И никто больше не решался спорить с королём. Король усердно молился, отправляясь в поход, босой ходил слушать обедню в собор Парижской Богоматери, и за ним шла густая толпа народа. Королева прощалась с ним, заливаясь слезами.
« Милый, милый сын, возлюбленный сын, я никогда больше не увижу вас. Сердце говорить мне это».
И королева дважды падала в обморок, она — обыкновенно такая сильная и мужественная. И король отправился с войском и рыцарями — воевать за гроб Господень. Но во всём его войске мало кто искренне верил в удачу похода, даже мало кто смотрел на этот поход, как на священную войну. Один король от начала до конца был воодушевлён набожными чувствами. Уже в пути ему пришлось бороться прежде всего с своими спутниками. Рыцари стали предаваться удовольствиям, ссориться друг с другом, — сначала из-за пустяков, — потом из-за добычи. Королю беспрестанно приходилось мирить их. Но дело происходило не во Франции. Здесь было труднее успокаивать ссоры и страсти. И напрасно король подавал примеры самой блестящей, храбрости и полного бескорыстия. При переправе, например, на египетский берег, он увидел, что знамя святого Дионисия — покровителя Франции — уже на берегу — бросился в море по плечи и вышел на берег со щитом и мечом в руках. Турки стояли на берегу, и короля едва удержали, чтобы он не бросился один на них. В битве он являлся прекраснейшим воином среди всего войска: так говорить очевидец. Он в чудном золочёном шлеме, с мечом в руке казался выше всех головой. Очевидцам казалось, что всемогущество Божие помогает королю. Однажды в бою шесть турок напали на него, уже схватили под уздцы его коня, — но он оборонился от всех шестерых. Но и теперь он оставался всё таким же набожным. У турок было особенно страшное оружие — греческий огонь. Его они бросали в христиан на расстоянии. Издали огонь напоминал винную бочку с хвостом в несколько футов. Падая, снаряд этот производил страшный шум, будто молния слетала с неба. Французам казалось, — дракон налетает на них и ночью кругом становилось светло, как днём. Огонь производил сильные опустошения, — и Людовик страдал неимоверно. Всякий раз, когда снаряд взвивался на воздух, король, поднимая руки, бросался на землю и взывал со слезами громким голосом:
« Господи Иисусе Христе! Спаси меня и людей моих»!
Когда брат Людовика пал в бою, король сохранил ясность духа, говорил воинам, что Бога за всё надо благодарить, — и в это же время невольные, обильные слёзы текли у него по лицу и падали на землю. Но страшное горе настало, когда над христианским войском разразился голод, а потом болезни. И сам король заболел. Его стали уговаривать — переехать на корабль, подальше от заразительного недуга, — он отвечал:
« Я скорее умру, чем оставлю народ свой».

### Исходные записи

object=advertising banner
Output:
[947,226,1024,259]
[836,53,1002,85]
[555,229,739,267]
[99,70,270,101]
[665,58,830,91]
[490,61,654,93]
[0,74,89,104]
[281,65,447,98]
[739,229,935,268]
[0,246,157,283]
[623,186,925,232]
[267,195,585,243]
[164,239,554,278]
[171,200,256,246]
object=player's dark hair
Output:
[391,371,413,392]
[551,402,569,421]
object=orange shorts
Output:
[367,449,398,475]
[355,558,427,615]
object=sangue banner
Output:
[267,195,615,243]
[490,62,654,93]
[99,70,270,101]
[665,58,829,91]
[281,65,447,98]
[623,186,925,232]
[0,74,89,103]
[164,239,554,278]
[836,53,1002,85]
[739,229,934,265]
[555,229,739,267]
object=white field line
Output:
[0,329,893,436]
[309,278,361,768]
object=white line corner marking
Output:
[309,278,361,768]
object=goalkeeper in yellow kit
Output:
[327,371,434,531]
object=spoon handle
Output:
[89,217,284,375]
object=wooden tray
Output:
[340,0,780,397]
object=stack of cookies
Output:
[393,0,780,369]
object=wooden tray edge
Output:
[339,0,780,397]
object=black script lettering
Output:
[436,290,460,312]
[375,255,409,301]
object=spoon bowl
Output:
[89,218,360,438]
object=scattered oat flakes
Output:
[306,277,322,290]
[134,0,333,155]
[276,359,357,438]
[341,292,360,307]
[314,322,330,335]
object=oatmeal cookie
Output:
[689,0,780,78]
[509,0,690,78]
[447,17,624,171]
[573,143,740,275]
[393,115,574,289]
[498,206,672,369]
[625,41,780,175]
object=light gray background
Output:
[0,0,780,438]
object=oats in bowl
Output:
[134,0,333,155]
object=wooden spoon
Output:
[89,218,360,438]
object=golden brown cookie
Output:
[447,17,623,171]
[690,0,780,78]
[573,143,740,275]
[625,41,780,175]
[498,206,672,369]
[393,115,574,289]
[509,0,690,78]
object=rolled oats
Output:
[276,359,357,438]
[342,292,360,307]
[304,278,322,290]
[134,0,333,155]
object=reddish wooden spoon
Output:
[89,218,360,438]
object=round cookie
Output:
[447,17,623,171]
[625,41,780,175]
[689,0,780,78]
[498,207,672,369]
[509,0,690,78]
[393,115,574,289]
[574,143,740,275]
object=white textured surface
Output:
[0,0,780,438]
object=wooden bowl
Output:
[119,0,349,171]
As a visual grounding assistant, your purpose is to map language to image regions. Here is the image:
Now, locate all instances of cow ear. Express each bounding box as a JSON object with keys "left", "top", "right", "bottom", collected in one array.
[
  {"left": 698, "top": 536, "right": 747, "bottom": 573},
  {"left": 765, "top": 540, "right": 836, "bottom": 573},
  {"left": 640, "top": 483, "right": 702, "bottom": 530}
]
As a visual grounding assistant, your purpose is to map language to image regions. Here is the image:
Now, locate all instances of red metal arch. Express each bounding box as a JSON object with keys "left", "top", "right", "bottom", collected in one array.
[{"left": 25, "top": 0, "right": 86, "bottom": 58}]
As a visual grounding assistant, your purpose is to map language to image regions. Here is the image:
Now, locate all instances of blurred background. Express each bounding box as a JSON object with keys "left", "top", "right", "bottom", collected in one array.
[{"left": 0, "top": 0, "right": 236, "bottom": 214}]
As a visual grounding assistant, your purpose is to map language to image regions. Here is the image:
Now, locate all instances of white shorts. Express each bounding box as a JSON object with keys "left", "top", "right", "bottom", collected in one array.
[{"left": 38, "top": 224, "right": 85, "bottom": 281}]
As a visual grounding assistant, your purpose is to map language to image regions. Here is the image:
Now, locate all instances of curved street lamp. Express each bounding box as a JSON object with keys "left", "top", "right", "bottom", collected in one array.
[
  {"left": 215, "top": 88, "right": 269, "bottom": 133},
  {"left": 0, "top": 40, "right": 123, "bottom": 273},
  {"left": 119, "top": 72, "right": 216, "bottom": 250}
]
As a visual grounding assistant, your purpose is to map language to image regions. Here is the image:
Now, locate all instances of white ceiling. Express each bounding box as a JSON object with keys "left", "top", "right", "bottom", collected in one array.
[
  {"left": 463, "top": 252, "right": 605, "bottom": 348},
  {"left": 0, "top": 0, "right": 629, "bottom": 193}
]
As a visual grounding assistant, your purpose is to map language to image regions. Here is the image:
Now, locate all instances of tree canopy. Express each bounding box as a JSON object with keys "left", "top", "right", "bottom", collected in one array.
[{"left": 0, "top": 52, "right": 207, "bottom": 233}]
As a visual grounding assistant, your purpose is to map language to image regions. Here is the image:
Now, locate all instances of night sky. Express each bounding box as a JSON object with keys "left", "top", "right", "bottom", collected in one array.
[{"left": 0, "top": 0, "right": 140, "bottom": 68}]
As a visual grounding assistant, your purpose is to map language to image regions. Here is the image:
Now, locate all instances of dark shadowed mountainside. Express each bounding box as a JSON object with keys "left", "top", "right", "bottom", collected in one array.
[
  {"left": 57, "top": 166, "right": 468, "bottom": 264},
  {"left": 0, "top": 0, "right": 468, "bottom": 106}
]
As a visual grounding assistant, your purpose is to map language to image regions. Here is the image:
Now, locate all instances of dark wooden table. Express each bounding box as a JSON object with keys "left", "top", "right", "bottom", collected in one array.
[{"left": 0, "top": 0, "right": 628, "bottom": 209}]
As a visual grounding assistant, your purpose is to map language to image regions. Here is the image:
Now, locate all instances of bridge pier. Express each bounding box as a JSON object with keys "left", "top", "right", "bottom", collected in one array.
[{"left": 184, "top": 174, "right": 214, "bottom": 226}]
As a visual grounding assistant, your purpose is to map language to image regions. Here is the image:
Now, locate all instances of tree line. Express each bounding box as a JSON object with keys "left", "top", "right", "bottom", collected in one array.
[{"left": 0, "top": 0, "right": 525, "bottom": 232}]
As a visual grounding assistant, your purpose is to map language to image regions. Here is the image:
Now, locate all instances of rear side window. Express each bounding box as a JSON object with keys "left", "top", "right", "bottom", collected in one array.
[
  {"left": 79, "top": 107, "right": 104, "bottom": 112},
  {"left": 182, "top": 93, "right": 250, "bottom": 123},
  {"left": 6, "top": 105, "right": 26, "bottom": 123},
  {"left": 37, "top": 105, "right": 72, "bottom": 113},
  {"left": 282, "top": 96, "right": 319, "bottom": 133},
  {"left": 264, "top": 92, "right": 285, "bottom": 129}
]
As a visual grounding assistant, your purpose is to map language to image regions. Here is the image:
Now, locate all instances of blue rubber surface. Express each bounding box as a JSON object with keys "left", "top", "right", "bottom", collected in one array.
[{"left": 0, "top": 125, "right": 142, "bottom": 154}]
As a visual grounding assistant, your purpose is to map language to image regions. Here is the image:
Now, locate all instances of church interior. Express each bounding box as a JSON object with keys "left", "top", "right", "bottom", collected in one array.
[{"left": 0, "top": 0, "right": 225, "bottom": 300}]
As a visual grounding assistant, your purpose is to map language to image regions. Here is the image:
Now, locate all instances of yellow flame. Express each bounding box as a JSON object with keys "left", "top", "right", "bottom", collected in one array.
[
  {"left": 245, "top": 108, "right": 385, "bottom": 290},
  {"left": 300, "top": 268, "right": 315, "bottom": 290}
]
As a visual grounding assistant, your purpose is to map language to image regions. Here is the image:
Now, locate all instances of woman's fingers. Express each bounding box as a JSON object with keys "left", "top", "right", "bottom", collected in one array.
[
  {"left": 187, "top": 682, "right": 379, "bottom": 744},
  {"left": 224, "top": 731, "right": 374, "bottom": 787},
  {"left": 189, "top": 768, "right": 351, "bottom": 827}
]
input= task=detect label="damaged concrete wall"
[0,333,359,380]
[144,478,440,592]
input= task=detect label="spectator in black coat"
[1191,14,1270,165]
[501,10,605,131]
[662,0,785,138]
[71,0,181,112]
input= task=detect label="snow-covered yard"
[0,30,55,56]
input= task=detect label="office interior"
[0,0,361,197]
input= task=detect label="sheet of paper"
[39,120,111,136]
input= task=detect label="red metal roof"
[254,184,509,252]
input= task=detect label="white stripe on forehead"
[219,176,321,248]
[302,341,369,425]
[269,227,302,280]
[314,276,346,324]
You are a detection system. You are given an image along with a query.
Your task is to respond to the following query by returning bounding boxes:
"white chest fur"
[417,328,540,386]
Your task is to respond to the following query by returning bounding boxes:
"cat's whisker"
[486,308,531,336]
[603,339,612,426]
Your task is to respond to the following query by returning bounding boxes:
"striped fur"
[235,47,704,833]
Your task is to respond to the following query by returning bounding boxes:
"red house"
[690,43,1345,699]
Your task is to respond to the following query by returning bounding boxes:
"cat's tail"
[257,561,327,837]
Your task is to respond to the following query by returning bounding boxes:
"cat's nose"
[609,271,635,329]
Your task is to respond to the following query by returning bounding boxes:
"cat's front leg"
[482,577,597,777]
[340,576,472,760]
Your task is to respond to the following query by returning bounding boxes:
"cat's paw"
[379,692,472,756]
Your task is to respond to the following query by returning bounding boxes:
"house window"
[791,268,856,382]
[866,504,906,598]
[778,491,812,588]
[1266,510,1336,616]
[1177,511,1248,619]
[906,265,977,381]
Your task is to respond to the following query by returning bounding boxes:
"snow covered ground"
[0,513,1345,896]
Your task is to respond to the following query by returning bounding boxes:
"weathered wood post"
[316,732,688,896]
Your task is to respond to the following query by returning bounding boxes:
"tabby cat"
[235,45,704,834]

### Что нужно сделать
A) Что, согласно отрывку, ответил король, когда его уговаривали переехать на корабль подальше от недуга?
B) Отредактируйте отрывок: перепишите всё начиная со слов «И никто больше» и вплоть до слов «ним, заливаясь слезами.», заменив «обедню» на «мессу».
Записи для выполнения заданий не понадобятся.

### Решения заданий
A) «Я скорее умру, чем оставлю народ свой».

B)
И никто больше не решался спорить с королём. Король усердно молился, отправляясь в поход, босой ходил слушать мессу в собор Парижской Богоматери, и за ним шла густая толпа народа. Королева прощалась с ним, заливаясь слезами.